Coordinate annotation records:
--------------------
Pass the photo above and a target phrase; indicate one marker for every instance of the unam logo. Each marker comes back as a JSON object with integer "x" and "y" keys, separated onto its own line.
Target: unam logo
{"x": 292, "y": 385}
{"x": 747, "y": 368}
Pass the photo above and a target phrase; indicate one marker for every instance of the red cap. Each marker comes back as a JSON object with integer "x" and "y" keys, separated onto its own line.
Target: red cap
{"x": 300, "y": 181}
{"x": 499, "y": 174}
--------------------
Reproduce every line of the records above, requests included, scaling each coordinate in the answers by 0.2. Round the results to whole numbers, with halves rounded up.

Result of the task:
Pass the photo above and a target phrase; indicate one marker for every instance of the unam logo. Each marker comes back as a JSON object with integer "x" and "y" keys, separated onto its own line.
Target: unam logo
{"x": 58, "y": 77}
{"x": 149, "y": 74}
Pass the photo above and a target phrase; indicate one marker for every instance of the red cap. Each marker comes back as a JSON object with integer "x" and "y" keys, separated onto its own line.
Target: red cap
{"x": 60, "y": 36}
{"x": 100, "y": 35}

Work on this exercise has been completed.